Task goal →
Tally the lines in the material below that contain the string "green", with case counting, and reply with the number alone.

Excerpted data →
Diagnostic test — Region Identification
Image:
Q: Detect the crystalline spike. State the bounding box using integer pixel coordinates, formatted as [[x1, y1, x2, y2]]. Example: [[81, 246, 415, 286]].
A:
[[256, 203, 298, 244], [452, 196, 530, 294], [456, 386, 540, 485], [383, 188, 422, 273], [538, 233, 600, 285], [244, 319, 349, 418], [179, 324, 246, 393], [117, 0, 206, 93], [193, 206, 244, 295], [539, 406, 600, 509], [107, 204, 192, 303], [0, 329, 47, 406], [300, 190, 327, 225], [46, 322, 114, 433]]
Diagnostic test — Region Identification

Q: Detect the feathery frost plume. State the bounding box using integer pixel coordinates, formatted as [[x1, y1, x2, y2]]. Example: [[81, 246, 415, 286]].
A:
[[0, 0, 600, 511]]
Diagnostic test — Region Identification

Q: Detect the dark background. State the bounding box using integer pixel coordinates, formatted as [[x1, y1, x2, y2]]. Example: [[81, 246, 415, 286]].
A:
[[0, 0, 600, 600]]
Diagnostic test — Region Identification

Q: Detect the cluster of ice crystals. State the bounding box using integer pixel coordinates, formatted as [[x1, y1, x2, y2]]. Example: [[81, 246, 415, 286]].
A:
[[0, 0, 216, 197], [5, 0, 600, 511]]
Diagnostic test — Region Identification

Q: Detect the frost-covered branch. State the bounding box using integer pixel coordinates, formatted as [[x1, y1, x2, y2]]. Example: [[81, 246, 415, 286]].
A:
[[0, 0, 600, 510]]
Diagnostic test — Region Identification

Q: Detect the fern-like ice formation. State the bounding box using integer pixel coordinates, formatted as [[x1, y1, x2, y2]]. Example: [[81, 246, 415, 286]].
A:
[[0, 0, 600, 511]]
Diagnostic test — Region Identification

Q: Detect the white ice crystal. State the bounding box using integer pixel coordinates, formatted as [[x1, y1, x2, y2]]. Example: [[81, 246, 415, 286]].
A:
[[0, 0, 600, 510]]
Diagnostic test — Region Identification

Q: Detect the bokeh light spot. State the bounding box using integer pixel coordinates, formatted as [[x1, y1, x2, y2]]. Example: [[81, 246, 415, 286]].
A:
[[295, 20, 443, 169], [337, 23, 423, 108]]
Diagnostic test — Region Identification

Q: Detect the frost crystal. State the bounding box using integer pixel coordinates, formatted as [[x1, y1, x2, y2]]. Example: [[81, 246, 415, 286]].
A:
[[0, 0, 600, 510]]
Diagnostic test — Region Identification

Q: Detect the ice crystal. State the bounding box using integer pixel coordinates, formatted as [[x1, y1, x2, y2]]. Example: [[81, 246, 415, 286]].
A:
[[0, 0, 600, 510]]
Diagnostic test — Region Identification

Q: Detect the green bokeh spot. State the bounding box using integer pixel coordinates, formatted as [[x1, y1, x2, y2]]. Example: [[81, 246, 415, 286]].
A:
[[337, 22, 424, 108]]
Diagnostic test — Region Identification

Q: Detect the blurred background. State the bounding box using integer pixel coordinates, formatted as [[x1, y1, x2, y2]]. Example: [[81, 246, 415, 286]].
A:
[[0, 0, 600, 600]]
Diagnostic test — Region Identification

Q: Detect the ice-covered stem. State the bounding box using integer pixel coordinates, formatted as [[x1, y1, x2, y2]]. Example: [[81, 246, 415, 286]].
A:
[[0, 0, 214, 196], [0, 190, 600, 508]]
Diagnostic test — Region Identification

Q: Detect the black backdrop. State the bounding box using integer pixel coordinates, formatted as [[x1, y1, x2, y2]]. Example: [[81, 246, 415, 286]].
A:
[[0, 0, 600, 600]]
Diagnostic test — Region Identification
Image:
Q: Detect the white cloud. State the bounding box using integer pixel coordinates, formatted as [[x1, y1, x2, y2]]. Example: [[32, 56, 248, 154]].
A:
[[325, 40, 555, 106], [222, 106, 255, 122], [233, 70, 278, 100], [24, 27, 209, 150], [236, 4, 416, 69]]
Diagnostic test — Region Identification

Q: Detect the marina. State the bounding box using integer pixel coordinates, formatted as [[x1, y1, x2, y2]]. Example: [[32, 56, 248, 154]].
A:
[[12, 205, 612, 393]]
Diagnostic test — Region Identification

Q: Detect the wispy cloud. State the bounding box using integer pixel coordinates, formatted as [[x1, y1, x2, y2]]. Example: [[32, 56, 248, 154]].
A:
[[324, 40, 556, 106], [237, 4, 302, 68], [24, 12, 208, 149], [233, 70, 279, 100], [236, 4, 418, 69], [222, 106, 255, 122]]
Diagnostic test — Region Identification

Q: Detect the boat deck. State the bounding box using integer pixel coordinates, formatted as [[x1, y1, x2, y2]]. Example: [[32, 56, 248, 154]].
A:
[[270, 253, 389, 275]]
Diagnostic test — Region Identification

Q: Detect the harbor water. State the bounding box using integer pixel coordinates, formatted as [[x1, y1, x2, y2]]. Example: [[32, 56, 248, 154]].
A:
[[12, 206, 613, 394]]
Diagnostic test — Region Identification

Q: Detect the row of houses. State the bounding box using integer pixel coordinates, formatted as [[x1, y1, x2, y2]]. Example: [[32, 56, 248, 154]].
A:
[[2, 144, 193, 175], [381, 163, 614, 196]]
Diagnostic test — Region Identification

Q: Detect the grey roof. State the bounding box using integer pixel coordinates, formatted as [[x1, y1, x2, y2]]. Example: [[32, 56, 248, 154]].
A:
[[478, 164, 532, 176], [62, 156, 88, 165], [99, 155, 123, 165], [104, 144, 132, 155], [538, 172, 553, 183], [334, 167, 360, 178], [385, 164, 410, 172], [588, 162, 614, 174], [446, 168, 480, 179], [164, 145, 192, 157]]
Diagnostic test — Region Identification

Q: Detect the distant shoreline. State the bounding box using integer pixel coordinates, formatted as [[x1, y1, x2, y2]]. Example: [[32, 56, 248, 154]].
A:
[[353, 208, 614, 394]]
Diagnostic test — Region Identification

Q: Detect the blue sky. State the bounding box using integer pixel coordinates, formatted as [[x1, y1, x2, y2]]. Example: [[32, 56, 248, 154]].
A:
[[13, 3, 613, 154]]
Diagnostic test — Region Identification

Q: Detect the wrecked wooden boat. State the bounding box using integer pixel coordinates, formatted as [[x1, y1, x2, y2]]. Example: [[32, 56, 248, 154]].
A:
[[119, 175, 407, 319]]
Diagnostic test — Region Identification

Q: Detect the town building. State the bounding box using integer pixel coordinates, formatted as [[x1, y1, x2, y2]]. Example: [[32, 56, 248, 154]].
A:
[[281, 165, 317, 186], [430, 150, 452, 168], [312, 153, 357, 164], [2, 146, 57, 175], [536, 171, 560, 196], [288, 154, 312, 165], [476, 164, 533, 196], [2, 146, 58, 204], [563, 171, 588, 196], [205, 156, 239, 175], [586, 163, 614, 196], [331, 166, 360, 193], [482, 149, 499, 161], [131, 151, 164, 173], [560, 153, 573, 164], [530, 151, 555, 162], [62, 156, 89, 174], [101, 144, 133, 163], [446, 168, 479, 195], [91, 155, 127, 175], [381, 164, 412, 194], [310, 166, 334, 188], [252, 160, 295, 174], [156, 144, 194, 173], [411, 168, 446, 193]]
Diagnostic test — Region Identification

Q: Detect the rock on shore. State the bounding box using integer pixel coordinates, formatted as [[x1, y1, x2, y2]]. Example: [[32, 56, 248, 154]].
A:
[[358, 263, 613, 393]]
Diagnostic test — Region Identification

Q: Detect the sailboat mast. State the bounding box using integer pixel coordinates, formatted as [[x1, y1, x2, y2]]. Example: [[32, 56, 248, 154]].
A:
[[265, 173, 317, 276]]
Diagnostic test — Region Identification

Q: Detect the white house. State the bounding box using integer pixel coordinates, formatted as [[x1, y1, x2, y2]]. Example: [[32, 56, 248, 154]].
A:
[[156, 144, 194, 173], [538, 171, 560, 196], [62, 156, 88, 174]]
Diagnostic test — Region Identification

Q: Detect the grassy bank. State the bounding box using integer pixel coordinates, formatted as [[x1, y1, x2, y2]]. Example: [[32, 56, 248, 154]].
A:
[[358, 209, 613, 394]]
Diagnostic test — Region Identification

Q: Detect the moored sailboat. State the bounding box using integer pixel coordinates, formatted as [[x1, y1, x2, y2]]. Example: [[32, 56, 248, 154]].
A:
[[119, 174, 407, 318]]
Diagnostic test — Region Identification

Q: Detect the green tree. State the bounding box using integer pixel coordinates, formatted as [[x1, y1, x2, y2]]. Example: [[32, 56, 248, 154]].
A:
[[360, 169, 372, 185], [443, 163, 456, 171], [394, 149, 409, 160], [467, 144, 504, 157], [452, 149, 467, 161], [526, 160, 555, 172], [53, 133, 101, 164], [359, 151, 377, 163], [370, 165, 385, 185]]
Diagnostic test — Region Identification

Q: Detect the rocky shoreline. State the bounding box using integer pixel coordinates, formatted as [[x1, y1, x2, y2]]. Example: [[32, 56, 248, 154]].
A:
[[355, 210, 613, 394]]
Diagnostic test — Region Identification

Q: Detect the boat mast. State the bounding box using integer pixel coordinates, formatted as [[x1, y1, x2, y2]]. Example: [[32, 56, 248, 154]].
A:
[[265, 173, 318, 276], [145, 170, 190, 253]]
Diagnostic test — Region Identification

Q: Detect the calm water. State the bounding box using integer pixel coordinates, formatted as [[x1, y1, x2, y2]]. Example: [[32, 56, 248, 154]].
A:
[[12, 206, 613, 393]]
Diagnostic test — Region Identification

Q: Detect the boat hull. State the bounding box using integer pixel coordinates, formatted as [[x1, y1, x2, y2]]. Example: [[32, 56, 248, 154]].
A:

Answer to the task →
2